(Location identification material)
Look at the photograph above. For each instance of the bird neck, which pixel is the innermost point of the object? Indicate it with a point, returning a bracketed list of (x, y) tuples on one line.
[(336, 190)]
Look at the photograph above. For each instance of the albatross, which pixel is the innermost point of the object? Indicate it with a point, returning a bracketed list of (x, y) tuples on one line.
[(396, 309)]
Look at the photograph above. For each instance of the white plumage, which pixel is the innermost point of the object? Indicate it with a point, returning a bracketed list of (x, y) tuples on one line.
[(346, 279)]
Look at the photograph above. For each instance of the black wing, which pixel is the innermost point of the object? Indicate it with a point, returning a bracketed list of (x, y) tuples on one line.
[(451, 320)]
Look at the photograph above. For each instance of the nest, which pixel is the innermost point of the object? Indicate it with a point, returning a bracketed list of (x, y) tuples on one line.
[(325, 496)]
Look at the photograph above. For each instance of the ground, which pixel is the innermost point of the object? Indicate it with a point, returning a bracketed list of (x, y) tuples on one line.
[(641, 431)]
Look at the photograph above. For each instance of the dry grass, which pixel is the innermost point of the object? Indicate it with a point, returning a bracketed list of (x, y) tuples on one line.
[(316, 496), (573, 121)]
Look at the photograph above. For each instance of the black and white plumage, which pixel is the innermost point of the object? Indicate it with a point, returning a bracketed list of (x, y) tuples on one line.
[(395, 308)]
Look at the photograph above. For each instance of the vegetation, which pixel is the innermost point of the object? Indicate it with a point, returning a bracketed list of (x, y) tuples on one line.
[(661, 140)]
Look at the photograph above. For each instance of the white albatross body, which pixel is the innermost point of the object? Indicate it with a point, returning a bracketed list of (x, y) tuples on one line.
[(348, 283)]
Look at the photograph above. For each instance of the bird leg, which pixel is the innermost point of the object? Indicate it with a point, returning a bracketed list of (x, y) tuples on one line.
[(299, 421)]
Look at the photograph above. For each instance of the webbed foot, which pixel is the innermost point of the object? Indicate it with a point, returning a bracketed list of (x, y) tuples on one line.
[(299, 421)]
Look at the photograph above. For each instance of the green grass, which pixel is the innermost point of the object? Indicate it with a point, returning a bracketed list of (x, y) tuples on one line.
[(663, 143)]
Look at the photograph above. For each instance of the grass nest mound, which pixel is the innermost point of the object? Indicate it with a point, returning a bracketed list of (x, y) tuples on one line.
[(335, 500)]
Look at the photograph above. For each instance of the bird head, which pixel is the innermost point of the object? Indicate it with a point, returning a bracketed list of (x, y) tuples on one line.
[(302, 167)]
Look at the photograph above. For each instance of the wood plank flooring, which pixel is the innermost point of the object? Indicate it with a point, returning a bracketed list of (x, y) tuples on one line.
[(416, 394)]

• **Task prompt**
Reproduce every line of the material above verbatim, with no changes.

• **Solution to this exercise**
Look at the photograph above. For each instance of the bird neck, which pixel is the innermost point of the object? Indicate it with a point, returning a bracketed list of (x, y) tuples on one line.
[(336, 190)]
Look at the photograph above. For each instance of the albatross, which pixel is the innermost point of the object? Indicate it with a point, returning a bracketed list of (x, y) tuples on one line.
[(396, 309)]
Look at the photograph above. For each instance of the white plumage, which pixel is the innermost point of the object? Indicate it with a point, returning a bracketed list of (x, y) tuples on one line.
[(346, 279)]
Look at the photograph above. For each instance of the black wing, which pixel is the innermost point of the object? Indicate it with a point, returning a bracketed list of (x, y) tuples on one line.
[(451, 320)]
Look at the photograph above. For each instance of the nest, which pixel is the innermost point of the object? Indicate it with a point, returning a bracketed list of (x, y) tuples on one line.
[(325, 496)]
Look at the photograph above. For each instance of the ground, which pixel is the innermost point of the object? Indicate it with a point, returning a bracketed list of (x, y) tuples on one line.
[(641, 431)]
Look at the photograph above. For each instance of the dry grass, which pixel is the innermost point of the object? Indicate it with a point, returning a bracketed list of (x, y) tuples on one line.
[(316, 496), (573, 121)]
Look at the photograph above. For each instance of the black and white plumage, which pixel is the innermost point of the object? Indicate it with a point, returning a bracketed list of (x, y) tuples on one line.
[(395, 308)]
Look at the photograph above. For each instance of the vegetation, which pixel is the innermost point of the object? Indicate it with a point, returning a bracketed list of (x, y) tuples on one line.
[(661, 140)]
Look at the photograph above. For each instance of the white albatross body, which pixel is the innermost point of the object? Indicate it with a point, returning a bracketed list of (x, y) tuples on one line.
[(348, 283)]
Look at the photograph above. For each instance of the bird leg, which pixel is the innermost point of the object? Indicate it with a point, returning a bracketed list of (x, y) tuples on one line.
[(299, 421)]
Look at the photograph above. For each instance of the webbed foot, which pixel is the innermost point of the object? Indicate it with a point, returning a bracketed list of (x, y) tuples on one line.
[(299, 421)]
Look at the photograph above. For each instance of the green grass, which pixel is the innermost point of the object? Indicate it with a point, returning a bracketed list of (x, y) tuples on one line.
[(663, 143)]
Look at the photograph above. For each instance of the grass nest mound, which pixel is the innermost point of the object? Indicate it with a point, returning a bracketed list of (x, y) tuples on one line.
[(335, 500)]
Look at the photograph above. For each instance of the bird head, which pixel is the innermost point of the object? Indicate it with a point, returning a bracketed list of (x, y) tuples on one line.
[(302, 167)]
Look at the photograph above. For each instance of the wood plank flooring, which pixel is the innermost point of the object? Indicate it with a point, returning a bracketed list of (x, y) tuples on one line.
[(416, 394)]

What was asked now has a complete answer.